#### Exercise
Count the lines in the records below that contain the string "rise", with case counting, and report only that number.

#### Stored data
┄┄┄┄┄┄┄┄┄┄

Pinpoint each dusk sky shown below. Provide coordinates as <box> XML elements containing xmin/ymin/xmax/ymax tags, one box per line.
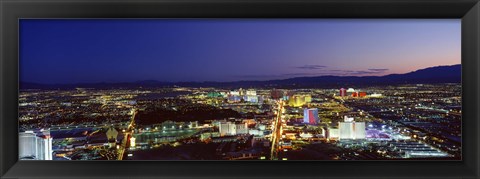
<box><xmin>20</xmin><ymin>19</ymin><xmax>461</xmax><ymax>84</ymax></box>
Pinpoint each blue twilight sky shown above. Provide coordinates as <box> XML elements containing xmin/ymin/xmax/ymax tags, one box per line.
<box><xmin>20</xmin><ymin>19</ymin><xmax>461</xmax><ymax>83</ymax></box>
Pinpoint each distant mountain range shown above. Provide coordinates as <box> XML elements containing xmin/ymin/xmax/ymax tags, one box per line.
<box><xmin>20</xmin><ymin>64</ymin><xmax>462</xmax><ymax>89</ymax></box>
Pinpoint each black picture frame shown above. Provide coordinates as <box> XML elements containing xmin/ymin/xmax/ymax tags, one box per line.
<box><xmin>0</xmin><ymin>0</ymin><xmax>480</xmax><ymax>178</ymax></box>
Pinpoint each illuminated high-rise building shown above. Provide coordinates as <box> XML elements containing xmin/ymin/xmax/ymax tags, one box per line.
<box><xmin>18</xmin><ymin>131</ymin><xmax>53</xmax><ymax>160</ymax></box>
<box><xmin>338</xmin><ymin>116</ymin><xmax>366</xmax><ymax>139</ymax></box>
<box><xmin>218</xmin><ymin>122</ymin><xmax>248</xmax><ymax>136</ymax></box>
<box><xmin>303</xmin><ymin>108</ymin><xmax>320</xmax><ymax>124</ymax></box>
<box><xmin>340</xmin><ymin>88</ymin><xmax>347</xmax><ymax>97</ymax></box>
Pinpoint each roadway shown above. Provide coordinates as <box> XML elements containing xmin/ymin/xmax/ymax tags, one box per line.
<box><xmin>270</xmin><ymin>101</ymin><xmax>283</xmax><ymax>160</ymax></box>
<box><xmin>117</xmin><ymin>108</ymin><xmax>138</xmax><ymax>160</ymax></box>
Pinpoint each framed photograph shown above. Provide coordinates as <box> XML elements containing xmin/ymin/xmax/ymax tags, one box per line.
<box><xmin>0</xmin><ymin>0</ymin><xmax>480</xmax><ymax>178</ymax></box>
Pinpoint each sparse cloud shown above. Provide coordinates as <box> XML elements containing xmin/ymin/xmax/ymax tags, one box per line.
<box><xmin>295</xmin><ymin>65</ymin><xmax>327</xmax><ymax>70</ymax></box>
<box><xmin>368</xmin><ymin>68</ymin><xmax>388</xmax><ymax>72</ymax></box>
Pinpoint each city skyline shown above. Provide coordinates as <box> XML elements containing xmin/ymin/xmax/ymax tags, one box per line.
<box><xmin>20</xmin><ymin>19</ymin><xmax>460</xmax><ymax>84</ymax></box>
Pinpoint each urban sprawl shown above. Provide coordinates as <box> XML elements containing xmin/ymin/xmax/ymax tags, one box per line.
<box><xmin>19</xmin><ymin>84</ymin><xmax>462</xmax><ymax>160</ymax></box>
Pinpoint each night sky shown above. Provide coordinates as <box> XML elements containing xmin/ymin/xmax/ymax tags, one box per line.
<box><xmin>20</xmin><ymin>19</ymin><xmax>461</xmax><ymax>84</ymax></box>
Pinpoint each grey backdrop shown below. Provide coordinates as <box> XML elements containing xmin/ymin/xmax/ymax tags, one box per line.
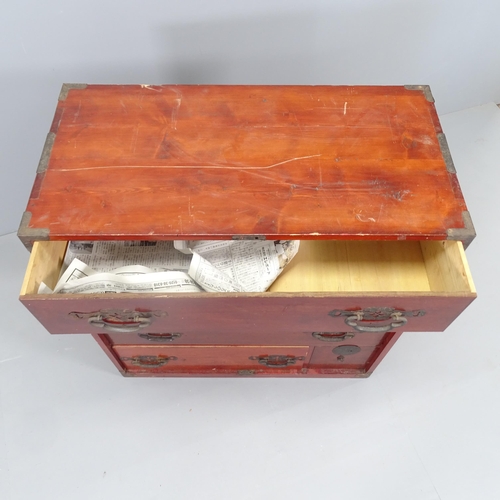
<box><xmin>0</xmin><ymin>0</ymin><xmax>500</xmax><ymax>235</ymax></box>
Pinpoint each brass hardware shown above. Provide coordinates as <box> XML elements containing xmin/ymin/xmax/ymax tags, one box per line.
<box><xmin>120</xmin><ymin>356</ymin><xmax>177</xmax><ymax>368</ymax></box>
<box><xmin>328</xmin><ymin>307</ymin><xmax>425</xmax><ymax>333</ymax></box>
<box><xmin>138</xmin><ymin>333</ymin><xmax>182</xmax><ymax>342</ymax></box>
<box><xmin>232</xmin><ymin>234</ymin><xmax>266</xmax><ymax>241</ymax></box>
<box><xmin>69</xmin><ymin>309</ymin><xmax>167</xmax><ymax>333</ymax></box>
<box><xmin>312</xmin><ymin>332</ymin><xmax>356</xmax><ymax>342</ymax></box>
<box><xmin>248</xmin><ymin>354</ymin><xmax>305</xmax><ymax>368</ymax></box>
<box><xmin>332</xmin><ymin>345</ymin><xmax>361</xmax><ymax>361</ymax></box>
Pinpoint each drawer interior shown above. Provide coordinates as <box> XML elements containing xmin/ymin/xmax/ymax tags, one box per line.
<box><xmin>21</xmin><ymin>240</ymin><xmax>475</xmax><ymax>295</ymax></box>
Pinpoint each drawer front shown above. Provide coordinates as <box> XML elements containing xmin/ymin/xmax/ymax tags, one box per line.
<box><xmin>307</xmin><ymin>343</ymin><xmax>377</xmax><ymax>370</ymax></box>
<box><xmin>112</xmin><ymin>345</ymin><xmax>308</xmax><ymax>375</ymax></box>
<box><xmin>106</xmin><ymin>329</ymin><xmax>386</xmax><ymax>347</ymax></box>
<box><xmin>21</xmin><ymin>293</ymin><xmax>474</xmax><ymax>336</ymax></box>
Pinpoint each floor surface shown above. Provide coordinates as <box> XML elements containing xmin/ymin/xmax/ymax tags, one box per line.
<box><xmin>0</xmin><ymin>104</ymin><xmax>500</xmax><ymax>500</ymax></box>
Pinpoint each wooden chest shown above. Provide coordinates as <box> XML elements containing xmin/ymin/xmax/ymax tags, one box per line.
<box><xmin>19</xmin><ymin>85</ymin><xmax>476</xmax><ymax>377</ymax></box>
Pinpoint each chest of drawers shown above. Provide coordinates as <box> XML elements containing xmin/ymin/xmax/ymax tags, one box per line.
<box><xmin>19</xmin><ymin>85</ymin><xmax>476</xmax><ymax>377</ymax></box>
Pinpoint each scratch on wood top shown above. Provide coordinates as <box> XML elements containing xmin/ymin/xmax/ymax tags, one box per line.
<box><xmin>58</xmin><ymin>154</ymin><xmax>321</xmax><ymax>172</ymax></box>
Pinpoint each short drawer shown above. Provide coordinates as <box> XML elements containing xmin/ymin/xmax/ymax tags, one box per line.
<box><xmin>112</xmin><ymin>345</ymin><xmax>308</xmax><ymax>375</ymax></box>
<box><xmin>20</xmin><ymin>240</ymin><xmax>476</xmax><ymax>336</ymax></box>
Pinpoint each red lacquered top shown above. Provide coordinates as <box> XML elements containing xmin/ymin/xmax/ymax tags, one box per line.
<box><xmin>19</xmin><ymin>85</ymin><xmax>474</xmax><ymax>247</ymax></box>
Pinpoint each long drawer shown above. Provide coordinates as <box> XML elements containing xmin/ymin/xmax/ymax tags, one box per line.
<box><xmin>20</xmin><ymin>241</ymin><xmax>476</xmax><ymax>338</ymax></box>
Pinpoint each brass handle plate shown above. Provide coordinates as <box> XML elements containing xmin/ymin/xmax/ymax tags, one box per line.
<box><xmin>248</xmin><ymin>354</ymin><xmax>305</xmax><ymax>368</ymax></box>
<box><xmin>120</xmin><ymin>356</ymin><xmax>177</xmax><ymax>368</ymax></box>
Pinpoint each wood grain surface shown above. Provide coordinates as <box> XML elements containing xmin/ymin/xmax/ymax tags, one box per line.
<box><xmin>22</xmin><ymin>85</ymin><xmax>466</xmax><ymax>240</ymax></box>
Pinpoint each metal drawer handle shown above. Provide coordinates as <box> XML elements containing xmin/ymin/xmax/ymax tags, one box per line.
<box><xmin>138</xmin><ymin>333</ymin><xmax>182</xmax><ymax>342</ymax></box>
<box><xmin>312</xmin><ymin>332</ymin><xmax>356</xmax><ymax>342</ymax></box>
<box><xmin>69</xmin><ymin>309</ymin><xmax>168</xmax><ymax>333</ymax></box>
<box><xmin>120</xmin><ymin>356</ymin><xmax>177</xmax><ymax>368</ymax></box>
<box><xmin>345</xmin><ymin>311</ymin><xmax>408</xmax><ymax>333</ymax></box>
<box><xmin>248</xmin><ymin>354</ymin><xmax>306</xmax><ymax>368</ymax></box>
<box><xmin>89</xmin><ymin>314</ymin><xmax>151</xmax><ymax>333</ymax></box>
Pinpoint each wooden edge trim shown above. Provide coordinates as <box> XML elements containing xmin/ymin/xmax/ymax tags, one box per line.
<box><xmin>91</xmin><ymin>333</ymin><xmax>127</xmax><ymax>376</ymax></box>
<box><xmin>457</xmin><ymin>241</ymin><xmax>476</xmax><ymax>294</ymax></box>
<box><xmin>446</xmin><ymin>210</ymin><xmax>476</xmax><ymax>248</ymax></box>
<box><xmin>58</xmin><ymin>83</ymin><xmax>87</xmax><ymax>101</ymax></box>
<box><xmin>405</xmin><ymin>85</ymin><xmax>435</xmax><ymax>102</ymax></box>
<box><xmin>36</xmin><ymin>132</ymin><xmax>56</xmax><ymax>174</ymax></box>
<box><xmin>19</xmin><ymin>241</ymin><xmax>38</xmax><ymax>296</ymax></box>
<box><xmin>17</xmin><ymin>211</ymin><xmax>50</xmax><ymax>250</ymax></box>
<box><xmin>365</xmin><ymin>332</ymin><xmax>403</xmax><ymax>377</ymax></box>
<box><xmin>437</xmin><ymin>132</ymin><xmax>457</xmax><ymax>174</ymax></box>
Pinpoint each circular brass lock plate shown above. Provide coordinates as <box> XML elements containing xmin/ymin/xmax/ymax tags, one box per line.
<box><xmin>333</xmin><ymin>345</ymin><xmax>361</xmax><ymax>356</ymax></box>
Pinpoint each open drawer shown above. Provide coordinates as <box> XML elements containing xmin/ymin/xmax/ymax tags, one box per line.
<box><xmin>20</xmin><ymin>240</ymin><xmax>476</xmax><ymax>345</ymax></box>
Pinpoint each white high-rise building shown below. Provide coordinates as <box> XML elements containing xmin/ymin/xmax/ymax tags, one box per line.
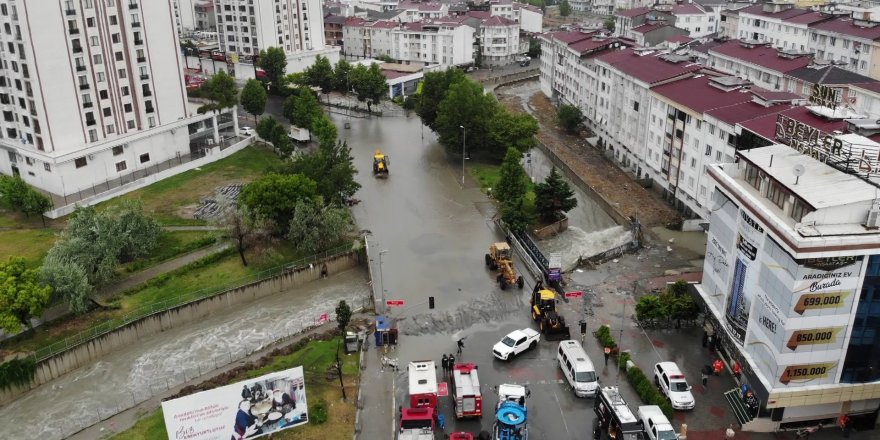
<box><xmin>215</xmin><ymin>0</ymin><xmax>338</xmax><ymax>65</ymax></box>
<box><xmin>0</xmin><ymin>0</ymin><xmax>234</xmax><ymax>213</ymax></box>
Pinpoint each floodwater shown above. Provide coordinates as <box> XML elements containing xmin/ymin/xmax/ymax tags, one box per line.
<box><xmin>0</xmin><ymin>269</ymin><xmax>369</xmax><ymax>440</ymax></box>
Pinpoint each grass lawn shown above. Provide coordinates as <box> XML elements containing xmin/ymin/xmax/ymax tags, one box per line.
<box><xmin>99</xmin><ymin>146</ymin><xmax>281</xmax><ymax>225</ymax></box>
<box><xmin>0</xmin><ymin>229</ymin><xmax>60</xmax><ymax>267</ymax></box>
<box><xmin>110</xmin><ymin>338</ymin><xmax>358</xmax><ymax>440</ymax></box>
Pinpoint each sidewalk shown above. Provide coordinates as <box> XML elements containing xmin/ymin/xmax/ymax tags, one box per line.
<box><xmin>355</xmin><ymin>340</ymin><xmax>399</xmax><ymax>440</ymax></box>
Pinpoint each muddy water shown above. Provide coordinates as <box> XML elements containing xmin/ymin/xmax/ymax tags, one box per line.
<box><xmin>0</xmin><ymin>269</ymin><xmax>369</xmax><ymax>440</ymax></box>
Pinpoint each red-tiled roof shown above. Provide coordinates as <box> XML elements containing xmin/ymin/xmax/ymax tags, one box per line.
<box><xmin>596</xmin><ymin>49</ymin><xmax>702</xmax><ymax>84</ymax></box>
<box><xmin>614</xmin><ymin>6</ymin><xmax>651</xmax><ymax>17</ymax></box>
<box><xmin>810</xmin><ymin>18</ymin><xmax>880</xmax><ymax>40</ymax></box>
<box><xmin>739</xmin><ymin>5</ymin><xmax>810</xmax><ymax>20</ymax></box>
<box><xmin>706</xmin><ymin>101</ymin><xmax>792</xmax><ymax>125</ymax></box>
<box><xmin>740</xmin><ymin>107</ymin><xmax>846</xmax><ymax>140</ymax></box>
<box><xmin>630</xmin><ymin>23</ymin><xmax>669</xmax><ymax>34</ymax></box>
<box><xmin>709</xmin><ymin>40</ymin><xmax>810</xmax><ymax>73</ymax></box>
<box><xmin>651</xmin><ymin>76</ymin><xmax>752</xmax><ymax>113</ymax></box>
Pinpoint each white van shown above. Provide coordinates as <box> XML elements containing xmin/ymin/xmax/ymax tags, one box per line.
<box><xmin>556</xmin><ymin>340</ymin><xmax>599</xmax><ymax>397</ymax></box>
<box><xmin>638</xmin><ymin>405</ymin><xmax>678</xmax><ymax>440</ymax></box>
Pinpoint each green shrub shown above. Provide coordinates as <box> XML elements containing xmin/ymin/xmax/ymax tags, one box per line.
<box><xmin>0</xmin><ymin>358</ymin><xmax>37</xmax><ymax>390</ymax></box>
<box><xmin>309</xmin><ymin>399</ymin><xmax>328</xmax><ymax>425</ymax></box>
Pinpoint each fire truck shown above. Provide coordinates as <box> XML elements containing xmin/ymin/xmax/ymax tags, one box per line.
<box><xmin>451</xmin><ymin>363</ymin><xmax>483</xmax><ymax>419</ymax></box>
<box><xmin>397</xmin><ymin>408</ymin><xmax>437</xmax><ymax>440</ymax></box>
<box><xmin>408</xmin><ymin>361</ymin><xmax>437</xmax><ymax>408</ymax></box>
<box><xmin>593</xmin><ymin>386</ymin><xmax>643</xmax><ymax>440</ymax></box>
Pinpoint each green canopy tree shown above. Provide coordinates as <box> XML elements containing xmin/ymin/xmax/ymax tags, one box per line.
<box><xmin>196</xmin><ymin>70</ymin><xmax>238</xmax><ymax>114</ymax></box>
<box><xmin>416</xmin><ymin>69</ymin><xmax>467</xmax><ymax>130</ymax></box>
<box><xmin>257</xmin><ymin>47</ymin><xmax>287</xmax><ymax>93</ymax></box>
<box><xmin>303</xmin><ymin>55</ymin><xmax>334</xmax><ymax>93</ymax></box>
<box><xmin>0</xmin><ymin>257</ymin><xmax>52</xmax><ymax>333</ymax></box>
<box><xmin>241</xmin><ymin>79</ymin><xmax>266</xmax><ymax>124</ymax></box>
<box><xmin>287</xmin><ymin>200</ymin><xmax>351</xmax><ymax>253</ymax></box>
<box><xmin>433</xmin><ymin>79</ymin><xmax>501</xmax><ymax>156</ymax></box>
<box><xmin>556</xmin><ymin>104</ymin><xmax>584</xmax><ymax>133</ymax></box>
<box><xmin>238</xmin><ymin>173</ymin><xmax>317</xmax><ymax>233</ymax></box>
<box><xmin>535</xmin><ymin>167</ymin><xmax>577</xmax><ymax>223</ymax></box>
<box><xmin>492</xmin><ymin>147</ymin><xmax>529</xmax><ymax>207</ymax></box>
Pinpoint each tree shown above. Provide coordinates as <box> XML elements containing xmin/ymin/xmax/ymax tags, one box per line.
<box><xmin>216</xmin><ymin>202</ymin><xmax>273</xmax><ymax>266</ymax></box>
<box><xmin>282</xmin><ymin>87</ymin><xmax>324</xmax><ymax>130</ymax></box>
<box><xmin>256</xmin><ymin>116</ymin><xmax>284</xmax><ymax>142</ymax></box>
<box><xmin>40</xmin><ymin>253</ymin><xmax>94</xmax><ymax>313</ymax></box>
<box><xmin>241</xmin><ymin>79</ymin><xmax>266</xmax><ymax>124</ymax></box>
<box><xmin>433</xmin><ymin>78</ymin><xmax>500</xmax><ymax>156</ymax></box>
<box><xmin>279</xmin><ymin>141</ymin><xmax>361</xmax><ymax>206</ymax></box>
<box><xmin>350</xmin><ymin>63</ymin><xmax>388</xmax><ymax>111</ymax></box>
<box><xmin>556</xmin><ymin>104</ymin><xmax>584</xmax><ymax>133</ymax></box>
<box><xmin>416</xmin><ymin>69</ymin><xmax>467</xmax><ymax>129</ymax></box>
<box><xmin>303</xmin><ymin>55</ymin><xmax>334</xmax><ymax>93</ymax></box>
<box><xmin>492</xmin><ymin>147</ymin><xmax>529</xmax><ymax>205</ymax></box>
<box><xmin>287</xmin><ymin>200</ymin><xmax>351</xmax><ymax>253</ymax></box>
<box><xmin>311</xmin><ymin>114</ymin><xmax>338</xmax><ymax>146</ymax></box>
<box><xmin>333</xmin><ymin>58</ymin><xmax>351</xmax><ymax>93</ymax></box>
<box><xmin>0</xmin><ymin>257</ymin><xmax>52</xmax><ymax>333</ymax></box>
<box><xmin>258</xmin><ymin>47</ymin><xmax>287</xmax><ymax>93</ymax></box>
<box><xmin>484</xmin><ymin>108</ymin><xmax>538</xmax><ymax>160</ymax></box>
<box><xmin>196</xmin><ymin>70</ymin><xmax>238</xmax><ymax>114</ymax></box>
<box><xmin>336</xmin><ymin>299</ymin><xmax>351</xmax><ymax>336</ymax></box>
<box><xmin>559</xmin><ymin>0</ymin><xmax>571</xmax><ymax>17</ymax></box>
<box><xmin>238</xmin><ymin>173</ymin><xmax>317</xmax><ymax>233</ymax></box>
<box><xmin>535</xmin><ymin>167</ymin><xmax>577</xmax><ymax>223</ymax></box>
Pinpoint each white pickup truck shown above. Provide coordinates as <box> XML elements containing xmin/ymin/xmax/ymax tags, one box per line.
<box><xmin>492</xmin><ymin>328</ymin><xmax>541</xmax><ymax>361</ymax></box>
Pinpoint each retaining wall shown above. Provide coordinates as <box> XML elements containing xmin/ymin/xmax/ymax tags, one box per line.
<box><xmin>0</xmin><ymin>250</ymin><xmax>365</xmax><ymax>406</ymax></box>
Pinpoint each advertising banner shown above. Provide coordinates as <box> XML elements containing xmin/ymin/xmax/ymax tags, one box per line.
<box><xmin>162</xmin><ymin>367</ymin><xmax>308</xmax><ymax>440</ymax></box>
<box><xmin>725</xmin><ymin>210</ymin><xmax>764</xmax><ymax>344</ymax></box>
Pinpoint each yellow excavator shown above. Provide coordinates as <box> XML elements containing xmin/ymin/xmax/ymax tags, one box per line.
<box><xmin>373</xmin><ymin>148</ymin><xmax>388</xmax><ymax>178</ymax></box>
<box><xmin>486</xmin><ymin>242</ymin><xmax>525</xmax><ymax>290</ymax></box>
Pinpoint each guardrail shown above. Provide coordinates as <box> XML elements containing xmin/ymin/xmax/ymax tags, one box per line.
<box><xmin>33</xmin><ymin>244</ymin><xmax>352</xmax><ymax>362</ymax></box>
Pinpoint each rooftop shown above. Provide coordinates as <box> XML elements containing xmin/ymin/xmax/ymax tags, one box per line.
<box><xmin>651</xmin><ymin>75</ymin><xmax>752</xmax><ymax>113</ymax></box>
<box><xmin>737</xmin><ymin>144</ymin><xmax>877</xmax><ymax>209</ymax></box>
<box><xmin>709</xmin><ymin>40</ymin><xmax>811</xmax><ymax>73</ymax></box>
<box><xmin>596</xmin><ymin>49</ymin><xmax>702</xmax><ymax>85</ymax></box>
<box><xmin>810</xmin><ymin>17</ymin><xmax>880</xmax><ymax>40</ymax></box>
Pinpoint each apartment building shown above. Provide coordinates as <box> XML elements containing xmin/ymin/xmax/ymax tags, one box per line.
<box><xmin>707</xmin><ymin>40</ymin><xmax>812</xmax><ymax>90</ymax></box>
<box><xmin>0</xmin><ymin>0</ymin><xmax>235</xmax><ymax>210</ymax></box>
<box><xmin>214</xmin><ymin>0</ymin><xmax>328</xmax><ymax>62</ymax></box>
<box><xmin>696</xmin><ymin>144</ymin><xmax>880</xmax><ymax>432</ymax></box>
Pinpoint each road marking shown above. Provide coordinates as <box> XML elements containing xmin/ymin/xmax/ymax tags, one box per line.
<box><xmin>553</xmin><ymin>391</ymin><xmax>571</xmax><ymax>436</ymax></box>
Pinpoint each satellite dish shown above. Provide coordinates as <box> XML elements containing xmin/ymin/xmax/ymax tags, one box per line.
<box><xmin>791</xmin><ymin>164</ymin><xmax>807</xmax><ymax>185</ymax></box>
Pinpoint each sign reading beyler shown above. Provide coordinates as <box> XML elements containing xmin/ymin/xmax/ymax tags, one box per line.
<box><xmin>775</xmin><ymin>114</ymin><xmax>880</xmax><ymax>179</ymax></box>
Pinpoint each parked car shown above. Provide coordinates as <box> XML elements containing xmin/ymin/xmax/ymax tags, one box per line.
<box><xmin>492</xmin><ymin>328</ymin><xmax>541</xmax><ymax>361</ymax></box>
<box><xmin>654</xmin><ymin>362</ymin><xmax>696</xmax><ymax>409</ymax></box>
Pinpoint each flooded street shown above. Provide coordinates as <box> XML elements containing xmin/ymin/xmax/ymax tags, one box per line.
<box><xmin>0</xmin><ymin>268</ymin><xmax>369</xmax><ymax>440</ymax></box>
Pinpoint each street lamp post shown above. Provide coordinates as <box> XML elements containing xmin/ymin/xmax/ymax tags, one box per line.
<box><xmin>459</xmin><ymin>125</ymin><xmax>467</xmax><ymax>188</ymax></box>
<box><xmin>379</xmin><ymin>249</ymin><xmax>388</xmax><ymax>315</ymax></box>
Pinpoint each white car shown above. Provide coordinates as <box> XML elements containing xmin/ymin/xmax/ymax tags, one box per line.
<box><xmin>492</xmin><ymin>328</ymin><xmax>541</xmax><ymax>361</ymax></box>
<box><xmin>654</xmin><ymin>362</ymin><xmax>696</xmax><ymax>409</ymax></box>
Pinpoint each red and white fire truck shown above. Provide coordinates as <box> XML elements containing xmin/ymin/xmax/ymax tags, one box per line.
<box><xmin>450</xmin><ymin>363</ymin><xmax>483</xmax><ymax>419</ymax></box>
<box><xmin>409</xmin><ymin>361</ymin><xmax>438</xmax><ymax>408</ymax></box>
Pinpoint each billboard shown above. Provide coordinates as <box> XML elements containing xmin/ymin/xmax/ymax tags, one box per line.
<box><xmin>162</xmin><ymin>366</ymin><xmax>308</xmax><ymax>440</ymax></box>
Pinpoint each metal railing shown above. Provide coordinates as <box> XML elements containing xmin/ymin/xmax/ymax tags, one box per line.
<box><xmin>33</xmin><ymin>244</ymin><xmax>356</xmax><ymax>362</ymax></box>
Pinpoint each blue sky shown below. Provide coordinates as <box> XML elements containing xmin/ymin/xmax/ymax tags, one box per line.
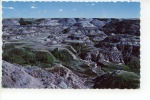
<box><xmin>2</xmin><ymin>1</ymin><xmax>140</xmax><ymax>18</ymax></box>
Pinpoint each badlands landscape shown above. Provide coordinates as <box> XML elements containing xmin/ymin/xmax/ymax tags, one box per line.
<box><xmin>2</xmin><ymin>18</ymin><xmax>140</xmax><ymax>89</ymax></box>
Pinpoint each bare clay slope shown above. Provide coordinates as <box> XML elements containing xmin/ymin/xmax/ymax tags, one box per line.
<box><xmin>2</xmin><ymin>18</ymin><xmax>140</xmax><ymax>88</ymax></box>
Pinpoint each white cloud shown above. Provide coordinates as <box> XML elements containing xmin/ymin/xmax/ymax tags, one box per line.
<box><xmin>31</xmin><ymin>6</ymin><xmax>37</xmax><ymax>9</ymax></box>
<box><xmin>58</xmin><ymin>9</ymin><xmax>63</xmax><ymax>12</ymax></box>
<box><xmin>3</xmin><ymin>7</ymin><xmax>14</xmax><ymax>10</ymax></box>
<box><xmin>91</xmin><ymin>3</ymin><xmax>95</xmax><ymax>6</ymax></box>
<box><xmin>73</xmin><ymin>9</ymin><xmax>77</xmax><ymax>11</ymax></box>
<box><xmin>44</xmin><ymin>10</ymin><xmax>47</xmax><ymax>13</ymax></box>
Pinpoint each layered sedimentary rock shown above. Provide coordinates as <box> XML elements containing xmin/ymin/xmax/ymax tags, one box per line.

┄┄┄┄┄┄┄┄┄┄

#### Response for this exercise
2